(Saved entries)

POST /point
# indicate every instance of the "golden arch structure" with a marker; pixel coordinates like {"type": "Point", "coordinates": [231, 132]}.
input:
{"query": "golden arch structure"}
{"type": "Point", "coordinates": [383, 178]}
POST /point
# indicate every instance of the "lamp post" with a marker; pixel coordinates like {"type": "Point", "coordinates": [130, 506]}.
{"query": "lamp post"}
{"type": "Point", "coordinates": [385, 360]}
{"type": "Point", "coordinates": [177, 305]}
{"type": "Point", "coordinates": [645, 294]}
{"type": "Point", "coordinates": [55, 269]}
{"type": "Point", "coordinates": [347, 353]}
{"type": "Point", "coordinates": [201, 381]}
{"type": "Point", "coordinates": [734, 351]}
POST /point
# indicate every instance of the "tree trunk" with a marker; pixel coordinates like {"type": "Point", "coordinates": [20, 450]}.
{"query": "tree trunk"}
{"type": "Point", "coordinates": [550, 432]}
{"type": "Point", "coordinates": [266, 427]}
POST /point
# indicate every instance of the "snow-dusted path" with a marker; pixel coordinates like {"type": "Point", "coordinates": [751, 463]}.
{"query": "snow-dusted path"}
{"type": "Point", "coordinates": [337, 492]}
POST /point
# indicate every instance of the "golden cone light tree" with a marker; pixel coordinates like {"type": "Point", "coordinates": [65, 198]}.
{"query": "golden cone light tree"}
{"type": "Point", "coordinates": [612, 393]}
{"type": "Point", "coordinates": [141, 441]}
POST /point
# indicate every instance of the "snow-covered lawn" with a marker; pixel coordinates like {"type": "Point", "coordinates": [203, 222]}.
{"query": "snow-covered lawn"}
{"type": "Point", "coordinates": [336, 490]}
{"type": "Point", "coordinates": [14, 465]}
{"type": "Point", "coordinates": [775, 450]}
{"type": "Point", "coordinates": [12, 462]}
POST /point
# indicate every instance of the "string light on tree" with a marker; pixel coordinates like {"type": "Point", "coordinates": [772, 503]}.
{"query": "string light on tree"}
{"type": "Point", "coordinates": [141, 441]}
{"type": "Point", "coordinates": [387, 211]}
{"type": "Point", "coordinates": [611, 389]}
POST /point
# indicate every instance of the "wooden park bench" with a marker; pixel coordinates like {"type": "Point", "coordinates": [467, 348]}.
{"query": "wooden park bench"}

## Prompt
Search the data above for the word "bench" and show every line that has it.

## Answer space
# indicate every instance of the "wooden park bench" with a marker; pixel coordinates like {"type": "Point", "coordinates": [467, 348]}.
{"query": "wooden park bench"}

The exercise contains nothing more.